[START OF Task material]
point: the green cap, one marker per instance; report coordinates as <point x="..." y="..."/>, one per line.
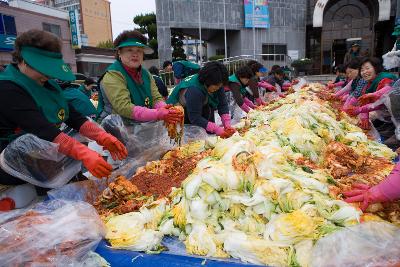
<point x="396" y="31"/>
<point x="137" y="43"/>
<point x="47" y="63"/>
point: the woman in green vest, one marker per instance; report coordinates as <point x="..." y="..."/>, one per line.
<point x="184" y="68"/>
<point x="32" y="102"/>
<point x="128" y="89"/>
<point x="203" y="93"/>
<point x="87" y="87"/>
<point x="378" y="84"/>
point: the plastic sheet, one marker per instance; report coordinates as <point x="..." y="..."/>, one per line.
<point x="368" y="244"/>
<point x="38" y="162"/>
<point x="53" y="233"/>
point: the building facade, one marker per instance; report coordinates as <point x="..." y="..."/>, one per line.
<point x="94" y="18"/>
<point x="21" y="15"/>
<point x="322" y="30"/>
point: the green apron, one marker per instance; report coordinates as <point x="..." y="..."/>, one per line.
<point x="51" y="103"/>
<point x="88" y="93"/>
<point x="79" y="101"/>
<point x="374" y="85"/>
<point x="192" y="81"/>
<point x="140" y="93"/>
<point x="234" y="79"/>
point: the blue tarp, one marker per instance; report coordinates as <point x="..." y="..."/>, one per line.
<point x="130" y="258"/>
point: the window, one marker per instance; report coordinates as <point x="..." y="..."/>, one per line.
<point x="7" y="25"/>
<point x="279" y="52"/>
<point x="55" y="29"/>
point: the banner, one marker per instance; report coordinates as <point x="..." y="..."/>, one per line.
<point x="7" y="42"/>
<point x="261" y="14"/>
<point x="74" y="27"/>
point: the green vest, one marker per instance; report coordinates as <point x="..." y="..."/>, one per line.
<point x="234" y="79"/>
<point x="79" y="101"/>
<point x="88" y="93"/>
<point x="140" y="94"/>
<point x="192" y="81"/>
<point x="374" y="85"/>
<point x="51" y="103"/>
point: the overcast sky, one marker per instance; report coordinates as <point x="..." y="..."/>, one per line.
<point x="123" y="12"/>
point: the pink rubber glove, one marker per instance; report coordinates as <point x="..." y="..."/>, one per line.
<point x="344" y="90"/>
<point x="248" y="102"/>
<point x="226" y="120"/>
<point x="364" y="121"/>
<point x="259" y="101"/>
<point x="373" y="97"/>
<point x="387" y="190"/>
<point x="160" y="104"/>
<point x="245" y="108"/>
<point x="351" y="101"/>
<point x="213" y="128"/>
<point x="267" y="86"/>
<point x="146" y="114"/>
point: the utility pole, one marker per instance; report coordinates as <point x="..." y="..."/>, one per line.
<point x="226" y="45"/>
<point x="254" y="33"/>
<point x="201" y="45"/>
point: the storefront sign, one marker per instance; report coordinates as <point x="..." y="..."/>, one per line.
<point x="74" y="27"/>
<point x="7" y="42"/>
<point x="293" y="54"/>
<point x="256" y="13"/>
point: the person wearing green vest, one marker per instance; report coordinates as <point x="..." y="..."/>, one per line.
<point x="203" y="93"/>
<point x="32" y="102"/>
<point x="184" y="68"/>
<point x="237" y="87"/>
<point x="80" y="101"/>
<point x="128" y="89"/>
<point x="87" y="87"/>
<point x="378" y="84"/>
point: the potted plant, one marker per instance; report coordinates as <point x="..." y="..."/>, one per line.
<point x="302" y="66"/>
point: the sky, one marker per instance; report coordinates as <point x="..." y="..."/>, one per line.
<point x="123" y="12"/>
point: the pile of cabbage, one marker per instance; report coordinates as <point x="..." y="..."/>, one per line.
<point x="249" y="200"/>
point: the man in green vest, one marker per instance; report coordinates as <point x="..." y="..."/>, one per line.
<point x="128" y="89"/>
<point x="32" y="102"/>
<point x="203" y="93"/>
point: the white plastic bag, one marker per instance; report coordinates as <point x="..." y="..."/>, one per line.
<point x="53" y="233"/>
<point x="368" y="244"/>
<point x="38" y="162"/>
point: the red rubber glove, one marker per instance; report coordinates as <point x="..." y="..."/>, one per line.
<point x="93" y="162"/>
<point x="109" y="142"/>
<point x="353" y="110"/>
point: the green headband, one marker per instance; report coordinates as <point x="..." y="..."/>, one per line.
<point x="136" y="43"/>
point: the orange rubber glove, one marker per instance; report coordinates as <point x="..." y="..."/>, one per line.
<point x="93" y="162"/>
<point x="108" y="141"/>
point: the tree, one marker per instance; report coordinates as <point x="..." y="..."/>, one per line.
<point x="106" y="44"/>
<point x="177" y="44"/>
<point x="148" y="26"/>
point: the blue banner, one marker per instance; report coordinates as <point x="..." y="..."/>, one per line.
<point x="261" y="14"/>
<point x="7" y="42"/>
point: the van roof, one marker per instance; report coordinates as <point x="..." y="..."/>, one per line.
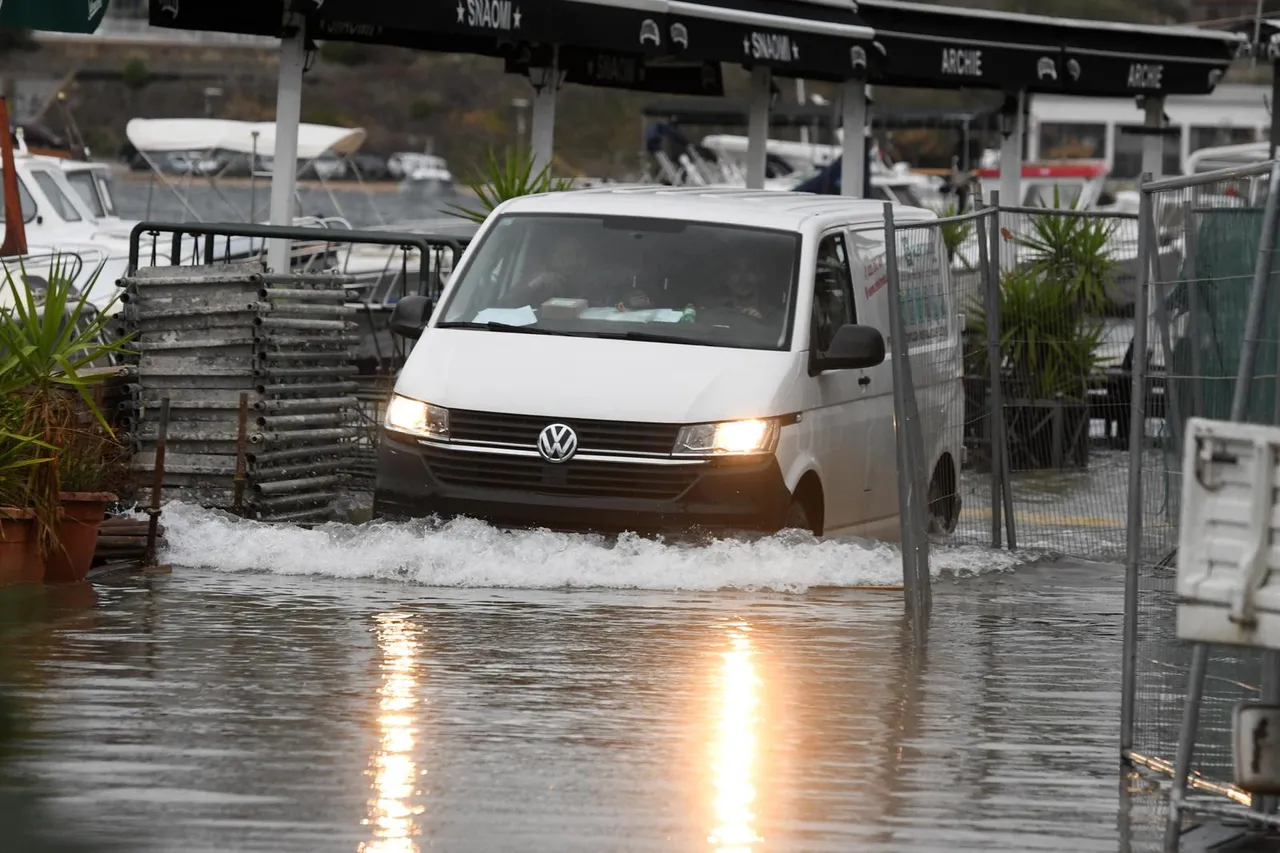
<point x="750" y="208"/>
[END OF Task material]
What is required = Can you retype all of the records above line for line, without changing anything, and leave the pictures out?

Answer to the problem =
point: the green cap, one marker per instance; report coordinates as <point x="..." y="..."/>, one per line.
<point x="396" y="31"/>
<point x="137" y="43"/>
<point x="47" y="63"/>
point: the woman in green vest, one marker per instance; report coordinates as <point x="..." y="..."/>, one per line.
<point x="184" y="68"/>
<point x="32" y="102"/>
<point x="128" y="89"/>
<point x="203" y="93"/>
<point x="87" y="87"/>
<point x="378" y="84"/>
point: the plastic sheet, one marker per instance; report coordinates as <point x="..." y="..."/>, one per line.
<point x="368" y="244"/>
<point x="38" y="162"/>
<point x="53" y="233"/>
point: the building facade, one marker per instance; report coordinates as <point x="..." y="..."/>, one per line.
<point x="94" y="18"/>
<point x="21" y="15"/>
<point x="322" y="30"/>
point: the green apron, one marker per instance; report coordinates as <point x="..." y="..."/>, one per line.
<point x="51" y="103"/>
<point x="88" y="93"/>
<point x="79" y="101"/>
<point x="374" y="85"/>
<point x="192" y="81"/>
<point x="140" y="93"/>
<point x="234" y="79"/>
point: the blue tarp, one marker per instance; report coordinates as <point x="..." y="..."/>, one per line.
<point x="130" y="258"/>
point: the window, one marker per instance; report coordinates as <point x="..." y="..."/>, one per line.
<point x="7" y="25"/>
<point x="279" y="52"/>
<point x="55" y="29"/>
point: the banner, one marker per instance; report coordinates as <point x="..." y="..."/>, one per line.
<point x="7" y="42"/>
<point x="261" y="14"/>
<point x="74" y="27"/>
point: the green vest, one marker per instance; report coordinates as <point x="..." y="..."/>, one per line.
<point x="234" y="79"/>
<point x="79" y="101"/>
<point x="88" y="93"/>
<point x="140" y="94"/>
<point x="192" y="81"/>
<point x="374" y="85"/>
<point x="51" y="103"/>
point: the overcast sky, one marker per instance; report coordinates as <point x="..." y="..."/>, one per line.
<point x="123" y="12"/>
point: the pink rubber glove, one marker per instance; report coordinates as <point x="..." y="..."/>, one per line.
<point x="344" y="90"/>
<point x="248" y="102"/>
<point x="226" y="120"/>
<point x="364" y="121"/>
<point x="259" y="101"/>
<point x="373" y="97"/>
<point x="387" y="190"/>
<point x="160" y="104"/>
<point x="245" y="108"/>
<point x="351" y="101"/>
<point x="213" y="128"/>
<point x="267" y="86"/>
<point x="146" y="114"/>
point: the utility pole, one marker per instance; report coordinates as <point x="..." y="..."/>, one per line.
<point x="226" y="45"/>
<point x="254" y="33"/>
<point x="201" y="45"/>
point: the storefront sign, one marker per instance; report coordinates as <point x="..." y="..."/>, one per line.
<point x="74" y="27"/>
<point x="7" y="42"/>
<point x="293" y="54"/>
<point x="256" y="13"/>
point: the person wearing green vest, one marker per instance; report coordinates as <point x="..." y="..."/>, one per line.
<point x="203" y="93"/>
<point x="32" y="102"/>
<point x="184" y="68"/>
<point x="237" y="87"/>
<point x="80" y="101"/>
<point x="128" y="89"/>
<point x="87" y="87"/>
<point x="378" y="84"/>
point: the potted plant, one marker per instance; report coordinates as <point x="..." y="..."/>, one per line.
<point x="302" y="66"/>
point: the sky, one marker per instance; report coordinates as <point x="..." y="..."/>, one per line.
<point x="123" y="12"/>
point: the pile of cabbage, one marker per instance; report coordinates as <point x="..." y="..."/>, one per line.
<point x="249" y="200"/>
point: the man in green vest, one marker per instance; report coordinates as <point x="..." y="..."/>, one per line.
<point x="128" y="89"/>
<point x="32" y="102"/>
<point x="203" y="93"/>
point: the white plastic bag, one marker per instance; report coordinates as <point x="..." y="..."/>, one per line.
<point x="53" y="233"/>
<point x="368" y="244"/>
<point x="38" y="162"/>
point: the red rubber glove, one marker per instance; report coordinates as <point x="..." y="..."/>, one per line.
<point x="93" y="162"/>
<point x="109" y="142"/>
<point x="353" y="110"/>
point: the green headband, one marker per instance; report coordinates as <point x="..." y="..."/>, one per line.
<point x="136" y="43"/>
point: the orange rubber glove, one marker per instance; report coordinates as <point x="..." y="..."/>, one per line.
<point x="93" y="162"/>
<point x="108" y="141"/>
point: the tree, one marker per instance; report coordinates as <point x="..." y="..."/>, one per line.
<point x="106" y="44"/>
<point x="177" y="44"/>
<point x="148" y="26"/>
point: the blue banner, one marker per instance; report coordinates as <point x="..." y="..."/>, one per line.
<point x="261" y="14"/>
<point x="7" y="42"/>
point: the van roof, one marker per instance; report coordinates as <point x="..." y="..."/>, one per line.
<point x="750" y="208"/>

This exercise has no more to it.